Problem details: State how many lines in the entries below contain the word "throw", treating uppercase and lowercase as different. Give only the number.

___

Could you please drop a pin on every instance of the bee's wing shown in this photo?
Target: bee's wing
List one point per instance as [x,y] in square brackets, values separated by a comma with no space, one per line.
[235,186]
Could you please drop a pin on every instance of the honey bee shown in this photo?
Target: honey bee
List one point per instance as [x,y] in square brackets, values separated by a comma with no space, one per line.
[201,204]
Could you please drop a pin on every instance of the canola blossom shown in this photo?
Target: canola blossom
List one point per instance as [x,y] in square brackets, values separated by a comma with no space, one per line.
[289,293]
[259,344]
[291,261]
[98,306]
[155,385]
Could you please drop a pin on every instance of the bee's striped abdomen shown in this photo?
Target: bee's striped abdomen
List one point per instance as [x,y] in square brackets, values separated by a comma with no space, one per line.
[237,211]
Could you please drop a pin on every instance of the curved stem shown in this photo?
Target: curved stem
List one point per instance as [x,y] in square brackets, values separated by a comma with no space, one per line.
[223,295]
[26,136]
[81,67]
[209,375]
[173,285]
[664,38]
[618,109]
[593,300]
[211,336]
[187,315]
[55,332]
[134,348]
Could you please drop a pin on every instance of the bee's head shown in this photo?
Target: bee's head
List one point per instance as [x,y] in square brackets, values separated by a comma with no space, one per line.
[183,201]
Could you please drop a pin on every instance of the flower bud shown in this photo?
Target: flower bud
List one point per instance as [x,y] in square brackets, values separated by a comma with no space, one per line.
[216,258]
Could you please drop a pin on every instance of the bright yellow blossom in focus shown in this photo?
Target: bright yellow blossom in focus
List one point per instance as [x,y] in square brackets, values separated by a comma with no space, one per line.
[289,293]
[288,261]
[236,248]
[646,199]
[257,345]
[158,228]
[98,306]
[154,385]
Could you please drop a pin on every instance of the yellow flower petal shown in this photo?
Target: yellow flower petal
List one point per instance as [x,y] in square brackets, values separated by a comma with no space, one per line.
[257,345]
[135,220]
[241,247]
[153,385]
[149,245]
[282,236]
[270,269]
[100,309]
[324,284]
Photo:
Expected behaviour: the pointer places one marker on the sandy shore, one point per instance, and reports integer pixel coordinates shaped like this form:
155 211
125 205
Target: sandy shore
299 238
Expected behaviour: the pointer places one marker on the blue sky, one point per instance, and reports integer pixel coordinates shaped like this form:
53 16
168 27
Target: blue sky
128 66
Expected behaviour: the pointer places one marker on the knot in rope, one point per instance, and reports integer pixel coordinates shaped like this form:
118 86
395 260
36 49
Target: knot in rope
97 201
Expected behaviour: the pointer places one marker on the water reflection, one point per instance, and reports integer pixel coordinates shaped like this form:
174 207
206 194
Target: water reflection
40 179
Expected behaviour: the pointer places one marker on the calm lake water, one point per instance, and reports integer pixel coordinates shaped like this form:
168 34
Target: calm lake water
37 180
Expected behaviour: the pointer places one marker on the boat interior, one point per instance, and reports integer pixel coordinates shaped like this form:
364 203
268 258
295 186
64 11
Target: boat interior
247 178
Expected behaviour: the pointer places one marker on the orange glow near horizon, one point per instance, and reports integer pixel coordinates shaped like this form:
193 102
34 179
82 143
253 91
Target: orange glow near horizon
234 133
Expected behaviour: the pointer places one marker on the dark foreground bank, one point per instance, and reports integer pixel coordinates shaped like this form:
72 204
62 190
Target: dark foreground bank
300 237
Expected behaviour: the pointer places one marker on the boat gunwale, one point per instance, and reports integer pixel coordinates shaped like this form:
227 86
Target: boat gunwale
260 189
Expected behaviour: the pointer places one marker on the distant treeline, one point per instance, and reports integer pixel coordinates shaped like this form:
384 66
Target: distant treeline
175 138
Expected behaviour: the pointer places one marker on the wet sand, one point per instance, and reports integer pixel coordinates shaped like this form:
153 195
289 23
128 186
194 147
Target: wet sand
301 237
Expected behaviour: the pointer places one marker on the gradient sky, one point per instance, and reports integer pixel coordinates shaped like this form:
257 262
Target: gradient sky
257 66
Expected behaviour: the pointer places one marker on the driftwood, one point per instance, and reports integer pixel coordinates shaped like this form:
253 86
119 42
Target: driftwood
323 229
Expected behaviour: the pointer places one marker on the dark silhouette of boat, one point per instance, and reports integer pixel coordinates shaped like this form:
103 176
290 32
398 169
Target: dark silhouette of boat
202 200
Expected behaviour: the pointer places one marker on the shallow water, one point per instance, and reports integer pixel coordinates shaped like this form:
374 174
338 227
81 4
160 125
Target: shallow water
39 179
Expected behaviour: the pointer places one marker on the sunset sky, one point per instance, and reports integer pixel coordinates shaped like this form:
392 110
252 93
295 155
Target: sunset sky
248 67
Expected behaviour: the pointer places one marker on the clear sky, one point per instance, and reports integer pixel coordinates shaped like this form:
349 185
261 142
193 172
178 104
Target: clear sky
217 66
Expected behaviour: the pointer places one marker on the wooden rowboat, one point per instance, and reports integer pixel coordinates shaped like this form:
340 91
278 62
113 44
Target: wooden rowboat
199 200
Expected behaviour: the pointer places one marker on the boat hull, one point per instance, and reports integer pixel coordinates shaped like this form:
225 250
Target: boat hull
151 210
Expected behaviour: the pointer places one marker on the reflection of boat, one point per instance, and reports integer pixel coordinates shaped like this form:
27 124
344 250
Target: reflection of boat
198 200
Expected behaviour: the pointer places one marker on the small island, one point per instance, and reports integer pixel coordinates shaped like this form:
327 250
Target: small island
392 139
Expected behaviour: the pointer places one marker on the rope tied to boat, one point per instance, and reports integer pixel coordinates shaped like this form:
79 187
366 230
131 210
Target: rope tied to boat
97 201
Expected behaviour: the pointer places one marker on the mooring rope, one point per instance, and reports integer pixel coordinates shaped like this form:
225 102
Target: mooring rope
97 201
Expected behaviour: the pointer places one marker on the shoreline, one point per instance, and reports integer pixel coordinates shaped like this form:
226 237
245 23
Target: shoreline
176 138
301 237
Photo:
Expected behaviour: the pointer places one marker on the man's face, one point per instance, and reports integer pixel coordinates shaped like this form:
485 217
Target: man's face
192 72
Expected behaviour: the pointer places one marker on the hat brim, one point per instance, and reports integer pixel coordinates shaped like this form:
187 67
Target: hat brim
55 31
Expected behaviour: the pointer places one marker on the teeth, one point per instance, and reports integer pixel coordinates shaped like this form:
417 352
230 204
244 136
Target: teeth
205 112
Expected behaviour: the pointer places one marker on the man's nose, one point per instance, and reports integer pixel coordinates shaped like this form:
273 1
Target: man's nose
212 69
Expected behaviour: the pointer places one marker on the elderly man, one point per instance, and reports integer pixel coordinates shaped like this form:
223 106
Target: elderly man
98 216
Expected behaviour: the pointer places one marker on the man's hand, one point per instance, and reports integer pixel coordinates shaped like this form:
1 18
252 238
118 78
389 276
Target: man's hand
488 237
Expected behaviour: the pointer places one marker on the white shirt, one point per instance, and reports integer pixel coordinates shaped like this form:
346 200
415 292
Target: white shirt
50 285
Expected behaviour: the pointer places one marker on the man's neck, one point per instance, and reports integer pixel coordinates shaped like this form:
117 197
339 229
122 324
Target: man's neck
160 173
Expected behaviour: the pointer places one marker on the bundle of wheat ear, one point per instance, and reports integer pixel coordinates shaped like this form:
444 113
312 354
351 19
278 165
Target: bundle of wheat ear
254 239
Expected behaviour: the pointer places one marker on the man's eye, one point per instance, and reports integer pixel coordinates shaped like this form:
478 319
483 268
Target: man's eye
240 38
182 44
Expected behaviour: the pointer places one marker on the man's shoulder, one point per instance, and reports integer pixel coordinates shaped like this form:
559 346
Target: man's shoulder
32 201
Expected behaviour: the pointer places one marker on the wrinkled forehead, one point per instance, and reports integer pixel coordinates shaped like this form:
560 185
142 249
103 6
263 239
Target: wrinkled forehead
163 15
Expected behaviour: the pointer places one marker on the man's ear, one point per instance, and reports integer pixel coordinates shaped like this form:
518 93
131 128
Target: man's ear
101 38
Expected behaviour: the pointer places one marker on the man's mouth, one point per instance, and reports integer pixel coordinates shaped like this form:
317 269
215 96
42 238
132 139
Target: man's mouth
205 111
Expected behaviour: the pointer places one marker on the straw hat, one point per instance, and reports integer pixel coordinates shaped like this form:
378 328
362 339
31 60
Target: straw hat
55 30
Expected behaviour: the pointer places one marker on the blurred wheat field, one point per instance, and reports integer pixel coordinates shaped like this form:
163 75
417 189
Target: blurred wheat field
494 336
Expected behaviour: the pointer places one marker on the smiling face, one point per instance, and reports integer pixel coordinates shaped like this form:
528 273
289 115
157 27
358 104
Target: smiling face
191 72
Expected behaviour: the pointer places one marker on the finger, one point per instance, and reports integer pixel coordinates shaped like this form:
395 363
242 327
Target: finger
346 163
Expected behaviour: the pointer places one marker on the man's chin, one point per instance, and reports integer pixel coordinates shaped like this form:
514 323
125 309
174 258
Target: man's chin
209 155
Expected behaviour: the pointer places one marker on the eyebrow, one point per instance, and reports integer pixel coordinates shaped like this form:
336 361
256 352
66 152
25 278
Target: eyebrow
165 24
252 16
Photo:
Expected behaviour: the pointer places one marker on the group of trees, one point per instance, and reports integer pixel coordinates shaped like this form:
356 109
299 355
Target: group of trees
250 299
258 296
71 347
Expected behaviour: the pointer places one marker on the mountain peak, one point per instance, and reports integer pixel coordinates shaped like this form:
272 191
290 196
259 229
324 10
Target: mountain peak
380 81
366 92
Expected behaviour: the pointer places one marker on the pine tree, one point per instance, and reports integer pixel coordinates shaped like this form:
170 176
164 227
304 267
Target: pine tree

___

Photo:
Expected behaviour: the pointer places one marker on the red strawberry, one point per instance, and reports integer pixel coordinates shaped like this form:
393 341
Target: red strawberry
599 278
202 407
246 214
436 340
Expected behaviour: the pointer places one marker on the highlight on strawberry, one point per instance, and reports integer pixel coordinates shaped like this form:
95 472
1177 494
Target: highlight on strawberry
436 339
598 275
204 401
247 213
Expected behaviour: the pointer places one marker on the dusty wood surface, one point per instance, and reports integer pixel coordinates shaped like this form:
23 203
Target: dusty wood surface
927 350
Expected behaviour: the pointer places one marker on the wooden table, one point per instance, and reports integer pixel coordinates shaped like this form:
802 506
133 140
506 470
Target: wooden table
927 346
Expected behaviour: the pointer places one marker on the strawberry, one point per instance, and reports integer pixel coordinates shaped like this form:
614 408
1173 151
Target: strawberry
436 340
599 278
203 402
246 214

___

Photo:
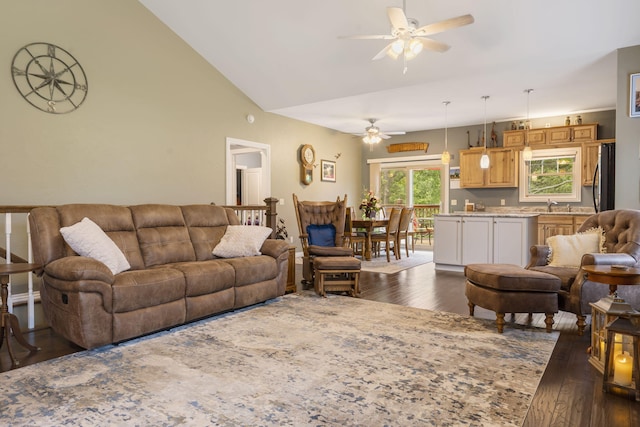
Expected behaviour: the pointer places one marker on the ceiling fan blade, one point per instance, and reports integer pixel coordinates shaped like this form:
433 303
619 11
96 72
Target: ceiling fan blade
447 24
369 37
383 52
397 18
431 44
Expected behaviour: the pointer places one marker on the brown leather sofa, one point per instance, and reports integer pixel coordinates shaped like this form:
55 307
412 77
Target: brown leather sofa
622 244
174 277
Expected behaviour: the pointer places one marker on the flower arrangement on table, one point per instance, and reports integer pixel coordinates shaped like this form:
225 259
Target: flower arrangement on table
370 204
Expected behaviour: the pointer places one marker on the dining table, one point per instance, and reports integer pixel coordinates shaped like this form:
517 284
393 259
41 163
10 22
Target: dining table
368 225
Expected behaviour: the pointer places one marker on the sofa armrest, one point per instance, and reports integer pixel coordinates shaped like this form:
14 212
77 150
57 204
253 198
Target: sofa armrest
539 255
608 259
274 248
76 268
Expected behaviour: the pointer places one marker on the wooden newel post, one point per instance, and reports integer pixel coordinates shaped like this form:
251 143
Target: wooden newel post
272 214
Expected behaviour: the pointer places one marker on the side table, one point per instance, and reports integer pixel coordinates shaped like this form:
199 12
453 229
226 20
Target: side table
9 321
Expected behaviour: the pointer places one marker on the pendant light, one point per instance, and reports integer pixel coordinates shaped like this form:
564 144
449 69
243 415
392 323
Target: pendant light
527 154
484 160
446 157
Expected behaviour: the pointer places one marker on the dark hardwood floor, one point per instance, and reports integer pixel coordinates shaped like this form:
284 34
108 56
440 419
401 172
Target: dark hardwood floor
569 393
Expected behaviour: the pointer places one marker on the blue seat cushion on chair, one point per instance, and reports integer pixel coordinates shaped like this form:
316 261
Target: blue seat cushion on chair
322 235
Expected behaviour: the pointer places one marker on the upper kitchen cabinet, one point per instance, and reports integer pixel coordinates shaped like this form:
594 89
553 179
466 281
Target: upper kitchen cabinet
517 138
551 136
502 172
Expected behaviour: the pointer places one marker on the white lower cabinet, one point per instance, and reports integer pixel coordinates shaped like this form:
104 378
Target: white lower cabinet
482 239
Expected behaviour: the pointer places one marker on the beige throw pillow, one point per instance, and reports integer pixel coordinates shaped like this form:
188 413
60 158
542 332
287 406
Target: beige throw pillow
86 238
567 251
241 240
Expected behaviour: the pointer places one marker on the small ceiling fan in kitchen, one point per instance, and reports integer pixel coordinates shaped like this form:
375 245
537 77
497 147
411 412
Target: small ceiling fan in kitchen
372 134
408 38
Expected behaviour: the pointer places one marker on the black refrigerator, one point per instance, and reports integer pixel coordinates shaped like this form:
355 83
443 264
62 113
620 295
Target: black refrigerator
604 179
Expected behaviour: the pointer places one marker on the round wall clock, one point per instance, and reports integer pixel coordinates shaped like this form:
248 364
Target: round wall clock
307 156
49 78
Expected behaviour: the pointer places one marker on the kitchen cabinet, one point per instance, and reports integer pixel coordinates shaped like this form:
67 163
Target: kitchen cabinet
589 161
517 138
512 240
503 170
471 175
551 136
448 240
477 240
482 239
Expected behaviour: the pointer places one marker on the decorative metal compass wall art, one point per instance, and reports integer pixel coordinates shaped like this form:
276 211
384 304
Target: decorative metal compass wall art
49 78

___

Solution to this problem: 2